COMPITO ASSEGNATO 1.
In base al testo sulle derivazioni urinarie, risponda alle seguenti domande:
(a) A chi spetta la valutazione del tipo di derivazione urinaria?
(b) Quali aspetti del paziente deve analizzare chi compie tale valutazione?
(c) Con quale frequenza vanno cambiati i cateterini inseriti negli ureteri nell'ureterocutaneostomia?
COMPITO ASSEGNATO 2. Prosegua il testo sulle derivazioni urinarie, proseguendo dopo l'ultima frase riportata.

TESTO ESTRATTO.
★ ★ ★ ★
DERIVAZIONI URINARIE

Dopo la rimozione della vescica è necessario derivare le urine, ovvero permettere alle stesse di essere espulse dall’organismo senza la presenza della vescica. La valutazione del tipo di derivazione urinaria spetta al chirurgo, che deve analizzare l’età del paziente, la sua situazione clinica, fisica e la sua condizione dopo l’asportazione della vescica.

Derivazioni eterotopiche non continenti:

  • Ureterocutaneostomia: dopo aver rimosso la vescica, i due tubicini che portano l’urina fuori dai reni ( ureteri) vengono cuciti ( anastomizzati) direttamente alla cute della pancia con due sacchetti, uno a destra e uno a sinistra dell’ombelico. In questa derivazione che è la semplice vengono inseriti due cateterini negli ureteri che devono essere sempre cambiati ogni 30-35 giorni ambulatorialmente.
★ ★ ★ ★
ESTRATTI DEI DATI.
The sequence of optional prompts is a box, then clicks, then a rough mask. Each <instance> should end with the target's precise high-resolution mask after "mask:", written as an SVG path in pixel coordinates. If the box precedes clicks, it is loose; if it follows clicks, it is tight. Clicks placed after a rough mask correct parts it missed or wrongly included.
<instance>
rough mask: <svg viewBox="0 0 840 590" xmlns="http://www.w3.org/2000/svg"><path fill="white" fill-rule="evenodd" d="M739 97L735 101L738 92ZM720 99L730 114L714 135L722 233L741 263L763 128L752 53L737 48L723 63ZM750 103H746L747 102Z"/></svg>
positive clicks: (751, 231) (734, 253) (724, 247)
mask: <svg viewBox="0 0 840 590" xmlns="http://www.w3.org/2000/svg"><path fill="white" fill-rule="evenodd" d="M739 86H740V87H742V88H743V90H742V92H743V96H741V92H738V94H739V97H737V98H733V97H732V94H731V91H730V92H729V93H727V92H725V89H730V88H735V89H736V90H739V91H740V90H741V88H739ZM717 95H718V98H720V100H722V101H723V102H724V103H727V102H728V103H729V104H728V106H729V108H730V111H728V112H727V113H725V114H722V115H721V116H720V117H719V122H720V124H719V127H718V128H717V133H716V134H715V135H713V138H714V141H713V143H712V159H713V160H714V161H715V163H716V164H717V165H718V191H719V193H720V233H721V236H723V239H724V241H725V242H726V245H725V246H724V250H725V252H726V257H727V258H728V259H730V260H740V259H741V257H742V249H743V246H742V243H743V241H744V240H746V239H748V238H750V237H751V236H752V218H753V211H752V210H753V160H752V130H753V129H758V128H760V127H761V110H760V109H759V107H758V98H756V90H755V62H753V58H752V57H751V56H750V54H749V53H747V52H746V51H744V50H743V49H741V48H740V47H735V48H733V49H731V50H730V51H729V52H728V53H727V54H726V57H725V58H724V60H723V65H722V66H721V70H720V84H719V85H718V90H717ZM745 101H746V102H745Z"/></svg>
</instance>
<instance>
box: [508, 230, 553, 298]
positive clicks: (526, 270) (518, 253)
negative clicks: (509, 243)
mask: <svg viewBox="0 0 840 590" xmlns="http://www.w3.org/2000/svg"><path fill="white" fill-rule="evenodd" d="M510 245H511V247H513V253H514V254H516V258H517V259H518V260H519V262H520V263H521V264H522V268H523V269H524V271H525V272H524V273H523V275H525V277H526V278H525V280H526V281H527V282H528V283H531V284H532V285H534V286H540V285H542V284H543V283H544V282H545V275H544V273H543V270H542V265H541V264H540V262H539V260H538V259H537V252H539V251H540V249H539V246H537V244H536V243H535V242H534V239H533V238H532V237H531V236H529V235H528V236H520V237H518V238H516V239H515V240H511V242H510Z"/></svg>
★ ★ ★ ★
RISPOSTA ALL'ESERCIZIO 1.
(a) Spetta al chirurgo.
(b) L'età del paziente, la sua situazione clinica e fisica e la sua condizione dopo l'asportazione della vescica.
(c) Ogni 30-35 giorni, ambulatorialmente.

RISPOSTA ALL'ESERCIZIO 2.
  • Ureteroileocutaneostomia (Bricker/Wallace): viene utilizzato un segmento di intestino di circa 10-15 cm al quale vengono collegati gli ureteri. Il segmento ileale viene cucito (anastomizzato) alla cute nella parte inferiore destra dell’addome. Attorno alla stomia, viene posizionato un sacchetto che serve a raccogliere le urine. Questo tipo di derivazione può comportare delle complicanze, quali: infezioni alle vie urinarie, fistole e necrosi del segmento intestinale, calcolosi ed insufficienza renale. Il vantaggio rispetto alla precedente che non essendoci nessun cateterino, non è necessario alcuna manovra ambulatoriale, se non le visite di controllo; inoltre, la presenza del segmento intestinale funge da barriera fra le vie urinare e l’esterno, limitando le possibili infezioni.
  • Neovescica (vescica ortotopica): viene creata una nuova vescica utilizzando circa 50-55 cm di tessuto ileale (neovescica ileale). Il segmento intestinale viene modellato in modo da creare un sacchetto di forma sferica a bassa pressione, che viene inserito nella cavità pelvica. In seguito, la neovescica viene collegata all’uretra e agli ureteri, al fine di consentire al paziente di urinare normalmente.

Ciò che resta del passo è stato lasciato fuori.